▶ _The request_:
Reproduce the listing from the line containing "Reviewer note: confirm each instance of the lion's head" through the line containing "pixel 231 210", swapping "curly mane" for "shaggy mane" and leaving everything else unchanged.

▶ _Dataset rows_:
Start
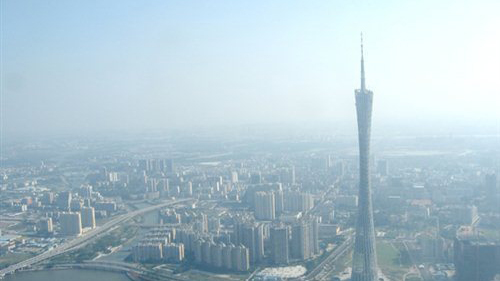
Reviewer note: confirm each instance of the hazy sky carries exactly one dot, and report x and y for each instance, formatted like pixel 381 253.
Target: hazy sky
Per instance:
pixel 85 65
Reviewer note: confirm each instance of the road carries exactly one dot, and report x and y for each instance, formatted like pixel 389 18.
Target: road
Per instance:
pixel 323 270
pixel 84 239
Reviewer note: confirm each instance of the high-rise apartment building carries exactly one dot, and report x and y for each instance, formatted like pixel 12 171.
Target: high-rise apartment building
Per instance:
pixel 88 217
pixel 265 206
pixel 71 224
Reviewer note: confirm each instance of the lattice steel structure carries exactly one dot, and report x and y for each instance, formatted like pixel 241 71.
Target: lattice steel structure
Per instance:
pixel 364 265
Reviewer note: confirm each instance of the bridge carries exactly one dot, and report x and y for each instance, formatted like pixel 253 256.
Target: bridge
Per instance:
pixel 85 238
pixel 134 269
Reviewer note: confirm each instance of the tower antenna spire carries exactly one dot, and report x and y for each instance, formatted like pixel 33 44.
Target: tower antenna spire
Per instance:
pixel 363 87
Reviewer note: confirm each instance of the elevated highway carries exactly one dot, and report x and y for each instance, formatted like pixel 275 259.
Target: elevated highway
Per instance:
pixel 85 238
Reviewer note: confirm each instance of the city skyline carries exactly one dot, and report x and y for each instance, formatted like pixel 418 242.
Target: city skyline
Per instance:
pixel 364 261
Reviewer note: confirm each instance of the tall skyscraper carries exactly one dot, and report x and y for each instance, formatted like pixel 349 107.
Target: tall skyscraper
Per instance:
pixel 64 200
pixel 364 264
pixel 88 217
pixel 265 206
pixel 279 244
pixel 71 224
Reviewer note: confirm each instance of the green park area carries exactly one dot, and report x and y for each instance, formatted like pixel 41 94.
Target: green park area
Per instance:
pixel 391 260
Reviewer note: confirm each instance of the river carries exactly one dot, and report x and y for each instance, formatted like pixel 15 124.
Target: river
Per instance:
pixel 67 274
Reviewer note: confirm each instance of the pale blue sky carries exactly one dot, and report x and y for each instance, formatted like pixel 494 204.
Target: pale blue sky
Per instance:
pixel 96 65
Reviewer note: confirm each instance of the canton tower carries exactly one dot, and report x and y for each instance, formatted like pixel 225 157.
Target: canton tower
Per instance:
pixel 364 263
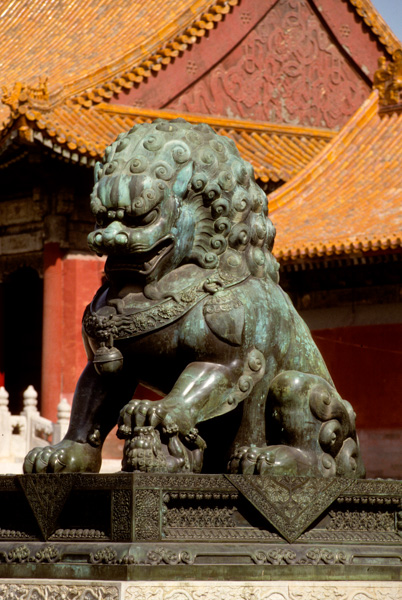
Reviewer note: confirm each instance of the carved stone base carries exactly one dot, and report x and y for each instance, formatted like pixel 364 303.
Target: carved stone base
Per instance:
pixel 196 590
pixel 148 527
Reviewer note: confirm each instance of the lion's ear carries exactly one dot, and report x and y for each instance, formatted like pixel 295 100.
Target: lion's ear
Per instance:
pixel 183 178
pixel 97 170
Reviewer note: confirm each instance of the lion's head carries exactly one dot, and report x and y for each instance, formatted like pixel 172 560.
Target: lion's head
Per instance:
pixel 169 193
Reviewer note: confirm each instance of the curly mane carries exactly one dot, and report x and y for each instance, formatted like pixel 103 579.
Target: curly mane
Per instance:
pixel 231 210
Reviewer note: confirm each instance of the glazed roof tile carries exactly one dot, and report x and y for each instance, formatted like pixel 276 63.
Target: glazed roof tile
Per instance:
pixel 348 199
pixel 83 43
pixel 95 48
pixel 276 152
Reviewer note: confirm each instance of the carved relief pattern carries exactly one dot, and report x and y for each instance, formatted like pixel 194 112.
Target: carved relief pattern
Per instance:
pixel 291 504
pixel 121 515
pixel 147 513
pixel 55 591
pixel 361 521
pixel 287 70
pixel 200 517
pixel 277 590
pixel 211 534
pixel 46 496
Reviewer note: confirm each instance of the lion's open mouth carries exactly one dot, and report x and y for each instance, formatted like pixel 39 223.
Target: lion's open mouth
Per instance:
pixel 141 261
End
Start
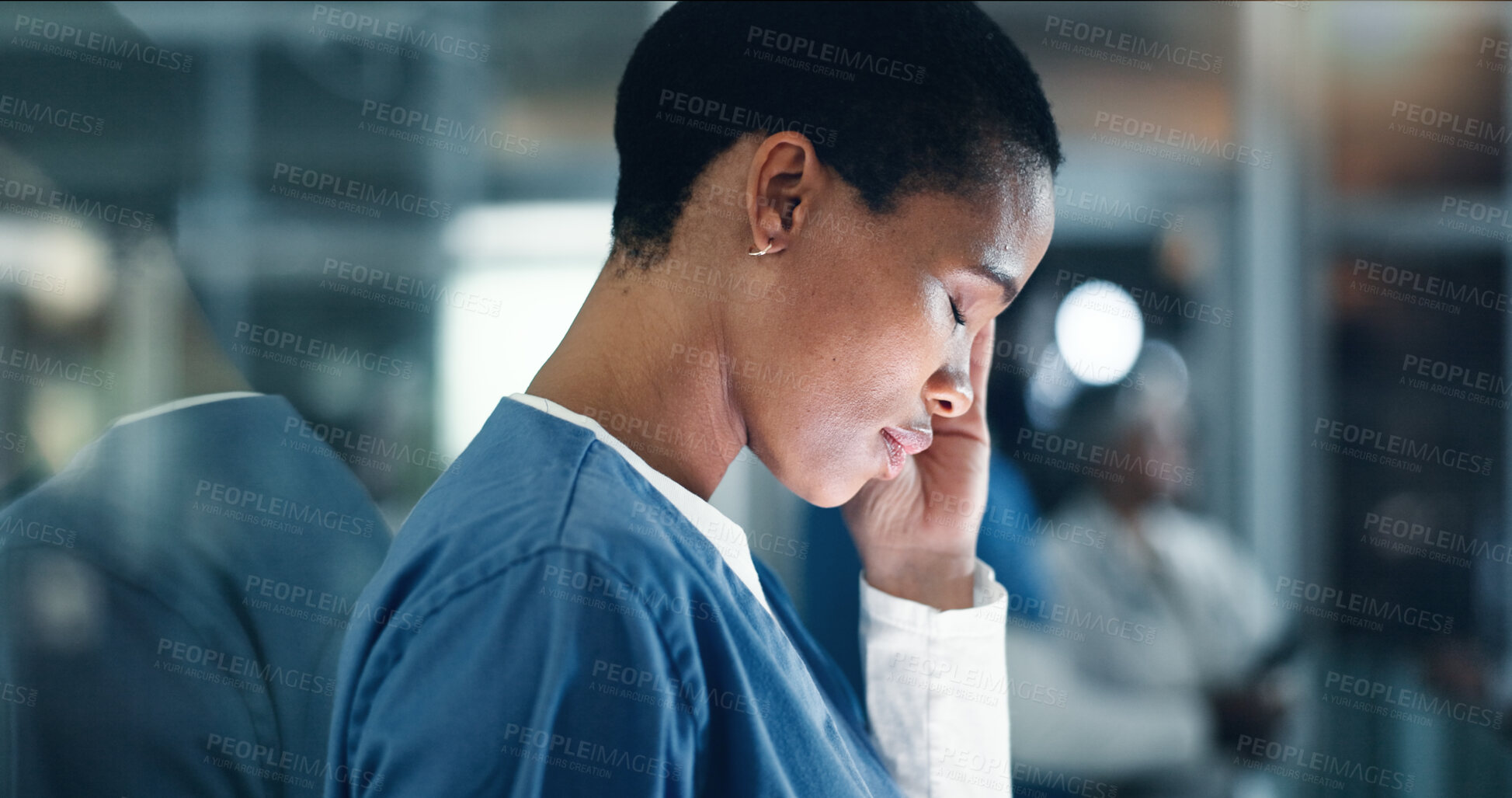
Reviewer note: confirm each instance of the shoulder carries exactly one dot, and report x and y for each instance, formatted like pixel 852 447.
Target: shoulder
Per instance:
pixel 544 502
End
Start
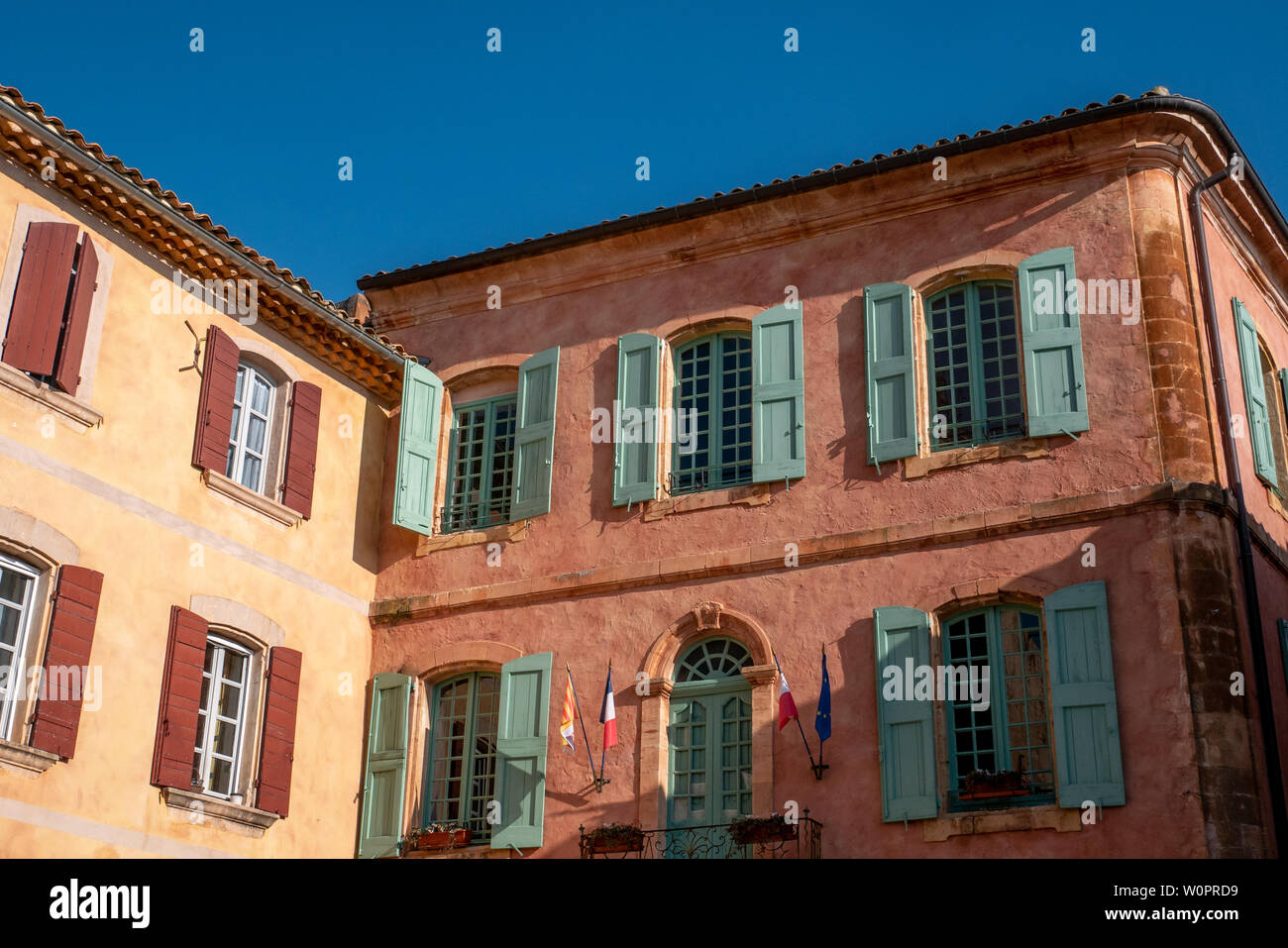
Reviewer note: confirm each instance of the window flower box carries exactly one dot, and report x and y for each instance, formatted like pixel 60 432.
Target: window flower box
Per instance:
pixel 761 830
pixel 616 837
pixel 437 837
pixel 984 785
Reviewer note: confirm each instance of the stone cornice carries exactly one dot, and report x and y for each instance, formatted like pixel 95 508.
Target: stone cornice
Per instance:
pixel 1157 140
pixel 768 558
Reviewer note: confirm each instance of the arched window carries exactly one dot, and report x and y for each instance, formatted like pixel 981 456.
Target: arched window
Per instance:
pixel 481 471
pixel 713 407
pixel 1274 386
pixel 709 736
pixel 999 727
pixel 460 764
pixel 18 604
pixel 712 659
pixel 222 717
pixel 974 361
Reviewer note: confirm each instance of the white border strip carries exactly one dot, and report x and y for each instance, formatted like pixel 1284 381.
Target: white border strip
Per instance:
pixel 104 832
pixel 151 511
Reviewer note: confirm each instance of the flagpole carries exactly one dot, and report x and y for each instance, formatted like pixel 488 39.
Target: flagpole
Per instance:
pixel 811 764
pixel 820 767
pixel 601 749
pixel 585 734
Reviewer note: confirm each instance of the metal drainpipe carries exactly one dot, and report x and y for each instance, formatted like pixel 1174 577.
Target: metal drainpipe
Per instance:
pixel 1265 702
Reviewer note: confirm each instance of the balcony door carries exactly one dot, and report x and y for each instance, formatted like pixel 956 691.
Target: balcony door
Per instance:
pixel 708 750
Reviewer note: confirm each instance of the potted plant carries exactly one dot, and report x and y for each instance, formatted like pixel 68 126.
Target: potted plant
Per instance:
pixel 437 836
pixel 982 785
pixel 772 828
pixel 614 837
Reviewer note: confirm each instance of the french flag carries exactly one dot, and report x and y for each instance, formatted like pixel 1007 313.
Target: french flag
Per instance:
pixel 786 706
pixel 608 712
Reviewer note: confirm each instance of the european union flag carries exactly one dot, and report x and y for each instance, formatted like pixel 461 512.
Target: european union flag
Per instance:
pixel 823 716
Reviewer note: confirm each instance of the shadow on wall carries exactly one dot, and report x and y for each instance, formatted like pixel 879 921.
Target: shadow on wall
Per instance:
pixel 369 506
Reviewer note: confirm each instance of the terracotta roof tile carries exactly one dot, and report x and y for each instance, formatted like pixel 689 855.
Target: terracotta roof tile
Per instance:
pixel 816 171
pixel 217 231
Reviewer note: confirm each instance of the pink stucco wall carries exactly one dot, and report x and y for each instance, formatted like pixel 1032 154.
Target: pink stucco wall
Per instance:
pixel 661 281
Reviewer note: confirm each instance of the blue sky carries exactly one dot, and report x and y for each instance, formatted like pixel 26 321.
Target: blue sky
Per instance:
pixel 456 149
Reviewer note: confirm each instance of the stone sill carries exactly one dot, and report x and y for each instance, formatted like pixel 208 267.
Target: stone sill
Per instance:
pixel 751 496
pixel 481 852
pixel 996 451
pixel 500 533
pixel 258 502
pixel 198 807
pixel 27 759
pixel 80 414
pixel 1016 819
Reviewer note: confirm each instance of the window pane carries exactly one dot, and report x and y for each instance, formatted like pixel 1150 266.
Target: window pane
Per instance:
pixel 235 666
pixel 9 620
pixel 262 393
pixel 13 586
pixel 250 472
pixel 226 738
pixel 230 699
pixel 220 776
End
▶ _Written reply_:
Reviewer note: confirm each instance of the lion's head carries exactly one dot, and report x and y for each instance, formatted like pixel 172 560.
Target: lion's head
Per instance:
pixel 169 193
Reviewer note: confirm each instance of the shaggy mane carries exactly one dot, and report x and y for each instance, formatted like pixel 103 579.
Target: shaggy mane
Per instance:
pixel 231 210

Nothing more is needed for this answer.